[Records drawn from a dataset]
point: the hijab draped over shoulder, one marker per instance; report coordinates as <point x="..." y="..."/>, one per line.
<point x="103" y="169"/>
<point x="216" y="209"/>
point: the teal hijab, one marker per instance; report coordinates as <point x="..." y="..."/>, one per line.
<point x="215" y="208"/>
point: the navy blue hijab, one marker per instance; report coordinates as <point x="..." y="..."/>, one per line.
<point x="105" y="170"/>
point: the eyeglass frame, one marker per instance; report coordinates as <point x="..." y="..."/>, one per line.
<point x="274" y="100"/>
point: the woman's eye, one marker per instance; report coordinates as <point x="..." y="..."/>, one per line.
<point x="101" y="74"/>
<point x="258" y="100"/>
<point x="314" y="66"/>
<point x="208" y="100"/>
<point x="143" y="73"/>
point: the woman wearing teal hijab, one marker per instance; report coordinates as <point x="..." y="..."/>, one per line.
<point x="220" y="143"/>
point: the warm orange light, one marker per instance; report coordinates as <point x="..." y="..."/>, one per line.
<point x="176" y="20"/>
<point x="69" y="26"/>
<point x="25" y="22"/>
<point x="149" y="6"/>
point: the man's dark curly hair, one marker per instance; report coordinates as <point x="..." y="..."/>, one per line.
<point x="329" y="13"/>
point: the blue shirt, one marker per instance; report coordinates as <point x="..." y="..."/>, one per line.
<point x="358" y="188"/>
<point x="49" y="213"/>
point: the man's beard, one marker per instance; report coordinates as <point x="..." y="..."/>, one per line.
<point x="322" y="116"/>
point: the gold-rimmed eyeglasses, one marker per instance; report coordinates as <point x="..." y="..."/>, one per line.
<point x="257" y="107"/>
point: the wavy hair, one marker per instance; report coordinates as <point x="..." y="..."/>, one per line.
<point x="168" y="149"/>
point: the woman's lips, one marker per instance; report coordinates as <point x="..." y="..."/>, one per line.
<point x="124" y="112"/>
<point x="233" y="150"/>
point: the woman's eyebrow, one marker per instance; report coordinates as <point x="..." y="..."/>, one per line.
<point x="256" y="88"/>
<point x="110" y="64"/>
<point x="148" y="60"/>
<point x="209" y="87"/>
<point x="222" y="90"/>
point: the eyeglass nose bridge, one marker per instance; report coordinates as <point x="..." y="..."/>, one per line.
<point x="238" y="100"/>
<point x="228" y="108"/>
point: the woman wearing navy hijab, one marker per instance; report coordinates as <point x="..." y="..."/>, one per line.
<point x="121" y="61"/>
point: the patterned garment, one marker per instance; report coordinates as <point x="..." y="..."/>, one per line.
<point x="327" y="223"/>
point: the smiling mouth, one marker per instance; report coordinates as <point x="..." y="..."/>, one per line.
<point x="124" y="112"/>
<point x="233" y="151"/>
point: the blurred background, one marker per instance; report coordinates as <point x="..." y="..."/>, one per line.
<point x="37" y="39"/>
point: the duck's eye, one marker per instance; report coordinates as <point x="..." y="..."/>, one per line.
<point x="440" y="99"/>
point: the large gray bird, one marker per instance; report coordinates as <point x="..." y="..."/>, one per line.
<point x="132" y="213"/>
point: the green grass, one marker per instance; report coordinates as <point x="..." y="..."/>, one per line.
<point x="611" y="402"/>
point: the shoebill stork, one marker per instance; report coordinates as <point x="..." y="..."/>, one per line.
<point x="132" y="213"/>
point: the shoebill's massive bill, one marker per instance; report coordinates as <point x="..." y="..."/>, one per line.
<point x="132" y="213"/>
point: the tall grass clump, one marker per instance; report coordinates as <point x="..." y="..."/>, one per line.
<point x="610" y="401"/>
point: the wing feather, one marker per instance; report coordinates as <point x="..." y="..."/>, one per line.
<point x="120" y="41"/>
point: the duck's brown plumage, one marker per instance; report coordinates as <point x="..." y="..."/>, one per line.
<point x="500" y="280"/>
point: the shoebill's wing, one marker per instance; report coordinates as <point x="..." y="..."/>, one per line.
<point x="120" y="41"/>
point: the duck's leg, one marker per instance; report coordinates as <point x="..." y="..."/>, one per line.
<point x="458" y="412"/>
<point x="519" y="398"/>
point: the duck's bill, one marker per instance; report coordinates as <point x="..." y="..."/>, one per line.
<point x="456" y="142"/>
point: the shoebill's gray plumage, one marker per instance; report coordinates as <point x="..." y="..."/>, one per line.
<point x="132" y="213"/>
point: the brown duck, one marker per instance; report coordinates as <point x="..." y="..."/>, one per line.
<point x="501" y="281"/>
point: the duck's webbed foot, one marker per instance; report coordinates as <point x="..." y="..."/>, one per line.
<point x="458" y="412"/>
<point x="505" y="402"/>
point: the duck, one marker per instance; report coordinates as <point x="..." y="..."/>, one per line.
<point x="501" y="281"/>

** WHAT THIS TASK INVOLVES **
Exact copies of all the entries above are to be printed.

** SOLUTION TO THIS PROBLEM **
point: the hijab draped over shoulder, one marker per instance; report coordinates as <point x="..." y="..."/>, one per line.
<point x="103" y="169"/>
<point x="216" y="209"/>
point: the teal hijab, one marker per instance; report coordinates as <point x="..." y="..."/>, one per line.
<point x="215" y="208"/>
point: the navy blue hijab, one marker per instance; report coordinates as <point x="..." y="..."/>, one per line.
<point x="105" y="170"/>
point: the eyeglass frame, one marker per instance; report coordinates as <point x="..." y="..."/>, one per line.
<point x="274" y="100"/>
point: the woman's eye, one marker per instance; report coordinates as <point x="..." y="..."/>, one per line.
<point x="101" y="74"/>
<point x="258" y="100"/>
<point x="314" y="66"/>
<point x="208" y="100"/>
<point x="143" y="73"/>
point: the woman wearing teal hijab, one marker per instance; report coordinates as <point x="..." y="..."/>, one per line.
<point x="220" y="143"/>
point: the warm orange light, one marker per instance; report coordinates as <point x="..." y="..."/>, one per line.
<point x="176" y="20"/>
<point x="69" y="26"/>
<point x="25" y="22"/>
<point x="149" y="6"/>
point: the man's dark curly hair, one marker per instance; report coordinates as <point x="..." y="..."/>, one per line.
<point x="329" y="13"/>
point: the blue shirt, one marker per instance; report coordinates as <point x="..." y="..."/>, one per line.
<point x="358" y="188"/>
<point x="49" y="213"/>
point: the man's beard, one marker per instance; report coordinates as <point x="..." y="..."/>, one per line.
<point x="322" y="116"/>
point: the gold-rimmed eyeglasses, one marker per instance; report coordinates as <point x="..." y="..."/>, one per line.
<point x="257" y="107"/>
point: the wavy hair, one marker per instance; report coordinates as <point x="..." y="..."/>, one per line.
<point x="168" y="149"/>
point: the woman's lips, one marker per instance; report coordinates as <point x="..." y="..."/>, one per line.
<point x="124" y="112"/>
<point x="233" y="150"/>
point: the woman's eyebrow, one marker per instance; report coordinates as <point x="..." y="..."/>, one per line.
<point x="256" y="88"/>
<point x="110" y="64"/>
<point x="148" y="60"/>
<point x="209" y="87"/>
<point x="222" y="90"/>
point: the eyeglass nose bridge, one marker per instance; report coordinates as <point x="..." y="..."/>, one per line.
<point x="238" y="100"/>
<point x="228" y="108"/>
point: the woman wearing navy hijab, one marker per instance; report coordinates as <point x="..." y="..."/>, one per line.
<point x="121" y="61"/>
point: the patterned garment, one marker per instance; report coordinates as <point x="..." y="..."/>, one per line.
<point x="327" y="223"/>
point: the smiling mouth, one marker per instance; report coordinates as <point x="..." y="..."/>, one per line.
<point x="124" y="112"/>
<point x="233" y="151"/>
point: the blurred background, one marker per instance; report coordinates as <point x="..." y="..."/>, one per line.
<point x="37" y="39"/>
point: the duck's eye, one marker per instance; report coordinates as <point x="..." y="..."/>, one per line.
<point x="440" y="99"/>
point: the large gray bird, one marker per instance; report coordinates as <point x="..." y="..."/>, one per line.
<point x="132" y="213"/>
point: the green grass, one marker per instance; report coordinates as <point x="..." y="..."/>, one per line.
<point x="611" y="402"/>
point: the shoebill stork, one marker per instance; report coordinates as <point x="..." y="..."/>, one per line.
<point x="132" y="213"/>
point: the shoebill's massive bill, one marker per instance; report coordinates as <point x="..." y="..."/>, one per line.
<point x="132" y="213"/>
point: the tall grass clump, one marker per instance; report coordinates as <point x="..." y="..."/>, one per line.
<point x="610" y="401"/>
point: the wing feather, one marker per instance; report coordinates as <point x="..." y="..."/>, one per line.
<point x="120" y="41"/>
point: the duck's brown plumage, one marker per instance; report coordinates as <point x="..." y="..."/>, one per line.
<point x="500" y="280"/>
point: the shoebill's wing, one marker per instance; report coordinates as <point x="..." y="..."/>, one per line.
<point x="120" y="41"/>
point: the duck's leg, one marker per instance; report coordinates as <point x="..." y="..."/>, one per line.
<point x="458" y="412"/>
<point x="519" y="398"/>
point: the duck's bill, one marker per instance; report coordinates as <point x="..." y="..."/>, one per line.
<point x="456" y="142"/>
point: the shoebill's gray plumage, one marker per instance; report coordinates as <point x="..." y="..."/>, one per line.
<point x="132" y="213"/>
point: the brown duck, one marker per instance; report coordinates as <point x="..." y="..."/>, one per line.
<point x="501" y="281"/>
point: the duck's webbed foot, one marker per instance; report coordinates as <point x="..." y="..."/>, one per line.
<point x="458" y="412"/>
<point x="505" y="402"/>
point: the duck, one marker per instance; report coordinates as <point x="..." y="..."/>, one per line.
<point x="501" y="281"/>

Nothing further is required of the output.